<<<<
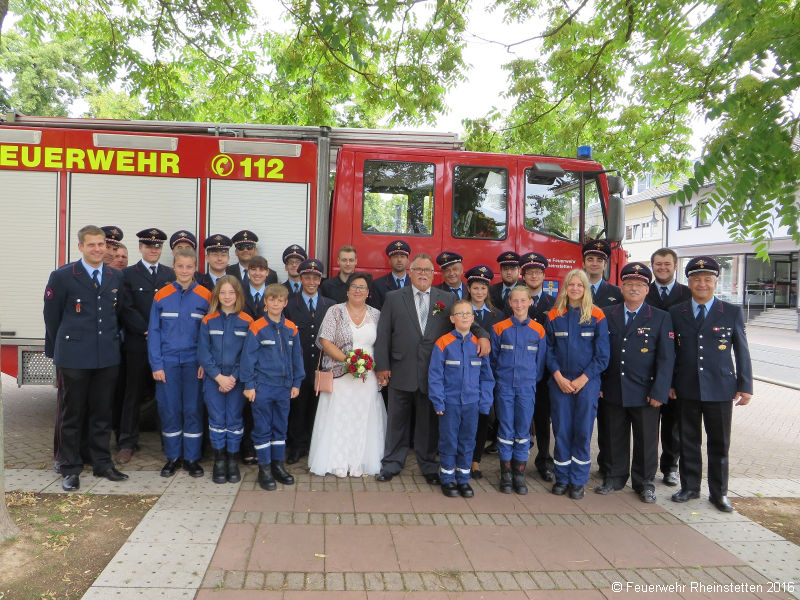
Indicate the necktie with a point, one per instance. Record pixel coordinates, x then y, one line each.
701 314
422 311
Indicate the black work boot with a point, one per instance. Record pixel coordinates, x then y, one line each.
265 478
280 473
505 477
218 472
518 476
232 470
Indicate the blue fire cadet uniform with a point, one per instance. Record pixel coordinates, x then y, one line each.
272 364
575 349
460 383
518 360
642 358
388 283
172 337
219 351
712 365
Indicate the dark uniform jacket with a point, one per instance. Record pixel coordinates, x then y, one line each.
82 322
308 327
679 293
704 366
140 287
382 286
607 295
642 356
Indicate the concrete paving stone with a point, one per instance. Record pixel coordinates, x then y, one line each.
100 593
739 531
174 526
139 564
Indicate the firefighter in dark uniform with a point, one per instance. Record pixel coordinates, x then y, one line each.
141 281
664 292
306 310
509 273
217 247
450 263
398 252
292 257
533 266
244 244
82 308
712 371
635 384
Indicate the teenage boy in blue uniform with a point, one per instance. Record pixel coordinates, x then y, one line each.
518 358
272 370
172 336
460 385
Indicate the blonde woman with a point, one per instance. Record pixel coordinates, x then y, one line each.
577 353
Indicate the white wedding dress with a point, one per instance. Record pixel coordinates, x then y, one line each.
350 425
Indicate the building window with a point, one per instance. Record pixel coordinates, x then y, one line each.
703 214
684 217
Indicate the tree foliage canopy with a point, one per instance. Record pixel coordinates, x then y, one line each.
630 77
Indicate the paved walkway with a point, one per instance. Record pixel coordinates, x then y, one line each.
361 539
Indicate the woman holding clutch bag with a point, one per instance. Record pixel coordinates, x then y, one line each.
350 425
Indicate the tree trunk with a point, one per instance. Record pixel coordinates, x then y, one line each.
7 527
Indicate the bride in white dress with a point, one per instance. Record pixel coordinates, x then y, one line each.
350 425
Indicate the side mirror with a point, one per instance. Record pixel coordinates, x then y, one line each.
616 218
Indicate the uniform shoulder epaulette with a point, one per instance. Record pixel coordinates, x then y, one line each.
164 292
501 326
445 340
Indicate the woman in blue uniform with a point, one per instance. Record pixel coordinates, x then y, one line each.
577 353
222 335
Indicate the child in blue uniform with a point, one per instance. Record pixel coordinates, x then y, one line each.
460 385
272 370
578 350
222 335
175 316
518 358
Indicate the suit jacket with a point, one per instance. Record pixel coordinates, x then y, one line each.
382 286
308 327
607 295
82 323
642 357
712 362
402 347
679 293
140 287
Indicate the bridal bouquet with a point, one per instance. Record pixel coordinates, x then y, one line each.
358 363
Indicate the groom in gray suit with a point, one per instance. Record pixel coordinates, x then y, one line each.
412 319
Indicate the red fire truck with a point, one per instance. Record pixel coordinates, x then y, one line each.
58 174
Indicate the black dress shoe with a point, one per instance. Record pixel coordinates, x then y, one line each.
433 479
169 468
685 496
465 490
671 479
648 496
112 474
71 483
450 490
722 503
576 492
194 468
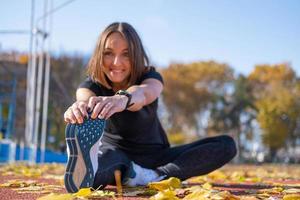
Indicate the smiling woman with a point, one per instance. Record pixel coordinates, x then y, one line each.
113 125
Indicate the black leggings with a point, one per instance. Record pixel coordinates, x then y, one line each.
185 161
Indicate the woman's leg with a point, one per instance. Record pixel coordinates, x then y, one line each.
197 158
110 159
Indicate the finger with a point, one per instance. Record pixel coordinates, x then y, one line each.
106 108
77 114
97 109
112 111
71 117
83 109
68 116
92 103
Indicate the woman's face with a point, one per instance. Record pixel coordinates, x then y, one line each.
116 61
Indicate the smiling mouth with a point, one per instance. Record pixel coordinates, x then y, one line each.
117 70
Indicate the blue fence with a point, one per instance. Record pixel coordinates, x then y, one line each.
10 152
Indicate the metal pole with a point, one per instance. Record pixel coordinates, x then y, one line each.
29 95
46 92
39 85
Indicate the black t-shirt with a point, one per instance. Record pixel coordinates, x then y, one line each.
135 132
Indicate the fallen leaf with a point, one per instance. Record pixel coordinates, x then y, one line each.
171 184
57 197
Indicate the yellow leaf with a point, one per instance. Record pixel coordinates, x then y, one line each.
83 192
57 197
171 183
197 195
291 197
217 175
207 186
291 191
165 195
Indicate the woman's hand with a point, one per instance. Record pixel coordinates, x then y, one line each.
104 107
76 112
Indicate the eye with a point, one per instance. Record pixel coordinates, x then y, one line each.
107 53
126 54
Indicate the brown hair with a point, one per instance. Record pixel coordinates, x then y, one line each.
138 58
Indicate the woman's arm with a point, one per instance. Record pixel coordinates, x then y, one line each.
144 94
78 110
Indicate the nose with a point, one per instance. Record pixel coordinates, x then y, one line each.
117 61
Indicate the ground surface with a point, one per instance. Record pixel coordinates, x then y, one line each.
249 182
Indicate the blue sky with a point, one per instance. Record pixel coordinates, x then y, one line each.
239 33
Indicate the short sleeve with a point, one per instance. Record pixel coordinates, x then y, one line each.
91 85
152 73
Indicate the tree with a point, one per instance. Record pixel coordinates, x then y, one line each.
229 109
277 102
190 88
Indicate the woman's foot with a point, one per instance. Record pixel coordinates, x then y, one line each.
83 142
139 176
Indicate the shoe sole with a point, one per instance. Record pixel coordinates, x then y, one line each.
82 136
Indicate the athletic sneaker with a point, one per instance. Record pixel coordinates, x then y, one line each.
139 176
83 142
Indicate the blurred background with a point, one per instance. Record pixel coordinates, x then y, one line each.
230 67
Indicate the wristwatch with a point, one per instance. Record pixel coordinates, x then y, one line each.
128 95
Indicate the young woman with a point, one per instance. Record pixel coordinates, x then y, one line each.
113 125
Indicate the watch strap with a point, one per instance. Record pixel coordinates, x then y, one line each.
128 95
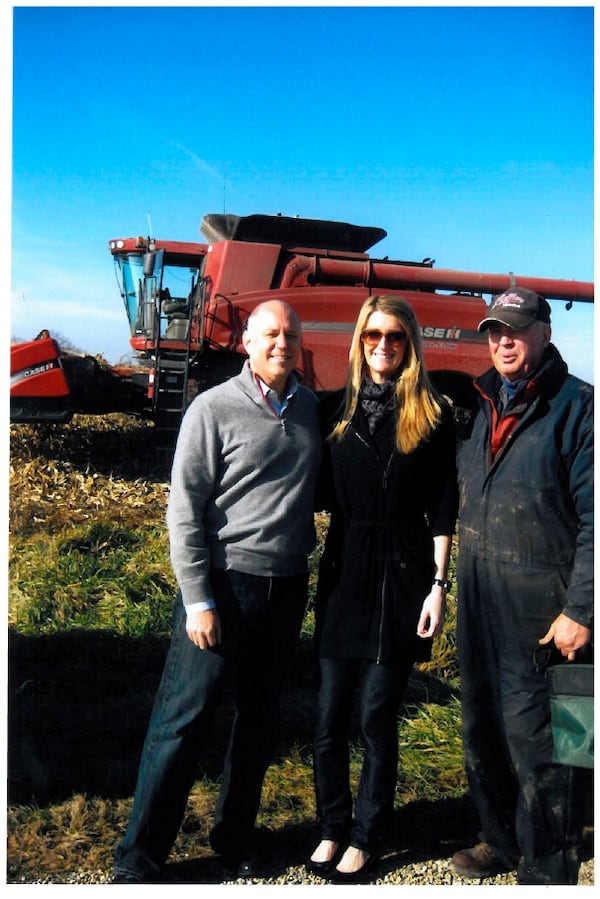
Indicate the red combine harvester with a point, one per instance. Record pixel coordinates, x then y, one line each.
187 304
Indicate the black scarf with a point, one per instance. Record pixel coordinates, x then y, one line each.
376 401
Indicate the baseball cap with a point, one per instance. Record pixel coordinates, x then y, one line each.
517 307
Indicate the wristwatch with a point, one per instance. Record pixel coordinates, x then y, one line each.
445 585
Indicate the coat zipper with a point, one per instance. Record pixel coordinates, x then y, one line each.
386 470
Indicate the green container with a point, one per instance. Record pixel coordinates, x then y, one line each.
572 713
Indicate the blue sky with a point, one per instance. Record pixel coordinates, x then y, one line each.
465 132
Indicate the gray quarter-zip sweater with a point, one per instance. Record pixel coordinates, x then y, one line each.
242 486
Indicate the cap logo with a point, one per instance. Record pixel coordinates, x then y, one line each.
508 299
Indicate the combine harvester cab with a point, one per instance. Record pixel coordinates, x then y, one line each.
187 304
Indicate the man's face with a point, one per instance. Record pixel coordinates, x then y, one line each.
517 352
272 341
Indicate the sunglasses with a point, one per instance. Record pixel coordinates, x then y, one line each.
372 337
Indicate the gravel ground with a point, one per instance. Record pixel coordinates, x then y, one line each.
434 872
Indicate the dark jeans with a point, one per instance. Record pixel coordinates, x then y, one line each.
261 619
380 689
529 808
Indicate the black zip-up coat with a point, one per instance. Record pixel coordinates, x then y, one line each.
532 506
377 566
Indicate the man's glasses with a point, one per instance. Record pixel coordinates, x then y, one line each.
372 337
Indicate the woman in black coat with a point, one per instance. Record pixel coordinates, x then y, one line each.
383 574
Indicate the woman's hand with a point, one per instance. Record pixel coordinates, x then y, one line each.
433 613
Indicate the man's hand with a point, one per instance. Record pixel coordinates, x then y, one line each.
432 615
204 628
568 636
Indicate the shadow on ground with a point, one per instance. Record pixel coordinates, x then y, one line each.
80 701
420 830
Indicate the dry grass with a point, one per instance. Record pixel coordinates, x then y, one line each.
89 606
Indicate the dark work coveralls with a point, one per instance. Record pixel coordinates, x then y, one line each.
525 556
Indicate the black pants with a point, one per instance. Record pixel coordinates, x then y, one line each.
380 691
529 808
261 619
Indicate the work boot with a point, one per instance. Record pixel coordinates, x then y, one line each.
477 862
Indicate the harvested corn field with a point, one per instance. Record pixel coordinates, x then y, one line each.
90 597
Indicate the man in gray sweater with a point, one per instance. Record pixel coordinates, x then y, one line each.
241 525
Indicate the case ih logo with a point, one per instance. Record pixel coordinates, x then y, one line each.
441 333
508 299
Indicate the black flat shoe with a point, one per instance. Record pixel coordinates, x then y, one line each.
359 876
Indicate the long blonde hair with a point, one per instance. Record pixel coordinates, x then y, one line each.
417 401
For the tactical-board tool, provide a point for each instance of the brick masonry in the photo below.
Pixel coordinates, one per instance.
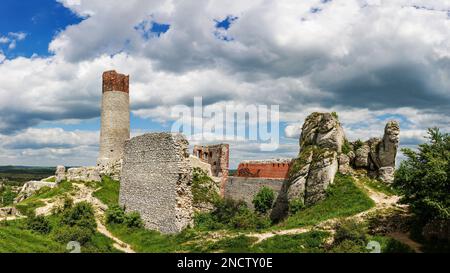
(245, 188)
(218, 156)
(277, 168)
(156, 181)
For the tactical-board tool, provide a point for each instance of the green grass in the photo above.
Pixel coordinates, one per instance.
(15, 238)
(309, 242)
(192, 241)
(108, 192)
(378, 186)
(344, 199)
(29, 205)
(390, 245)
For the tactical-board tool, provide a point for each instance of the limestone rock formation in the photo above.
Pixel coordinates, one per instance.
(60, 174)
(112, 169)
(31, 187)
(322, 155)
(317, 164)
(377, 155)
(156, 181)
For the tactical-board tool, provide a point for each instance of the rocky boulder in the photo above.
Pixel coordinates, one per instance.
(314, 169)
(60, 174)
(29, 188)
(377, 155)
(84, 174)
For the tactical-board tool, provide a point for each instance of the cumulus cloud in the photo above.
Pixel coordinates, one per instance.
(368, 60)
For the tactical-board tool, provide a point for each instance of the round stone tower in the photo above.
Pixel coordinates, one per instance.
(115, 118)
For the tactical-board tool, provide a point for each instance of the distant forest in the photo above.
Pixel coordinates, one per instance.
(18, 175)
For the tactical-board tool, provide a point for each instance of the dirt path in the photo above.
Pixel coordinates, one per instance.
(405, 239)
(382, 202)
(84, 193)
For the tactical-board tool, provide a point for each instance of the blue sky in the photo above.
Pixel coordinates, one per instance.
(370, 61)
(39, 20)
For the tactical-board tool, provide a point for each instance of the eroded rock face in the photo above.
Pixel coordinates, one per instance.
(60, 174)
(314, 170)
(377, 155)
(112, 169)
(156, 181)
(29, 188)
(322, 155)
>>>>
Assignment: Set down only the line containing "boulder in the photo above." and the lines after it through the end, exactly as they appear above.

Response to this exercise:
For the tactical-board tool, provide a point for each instance of the rocky boulder in the photo above.
Pixel coordinates, one per instance.
(314, 169)
(60, 174)
(29, 188)
(377, 155)
(84, 174)
For the tactical-board tool, provide a point for each instance of the cumulus cloud in the photo above.
Pixel coordinates, one per instance.
(368, 60)
For the tactical-board tool, provide a point for each instance of the round stone tower in the photo above.
Pixel coordinates, one per instance.
(115, 118)
For the tactical-board tool, provide a point for each instance of the distant forest in the photo above.
Pixel coordinates, one per instance.
(18, 175)
For the tactical-board tool, provide a point for each instance of the dirt path in the photo above.
Pixel coordinates, one per instance.
(405, 239)
(382, 202)
(84, 193)
For the tactical-board tool, provide a point for each instance of the blue sky in the photo above.
Pixel coordinates, one per instance.
(370, 61)
(39, 20)
For the tactical-board tool, provide a point for each instance of the eroded rock face in the photo above.
Pixel coordinates, one per instance.
(60, 174)
(314, 170)
(377, 155)
(112, 169)
(156, 181)
(29, 188)
(322, 155)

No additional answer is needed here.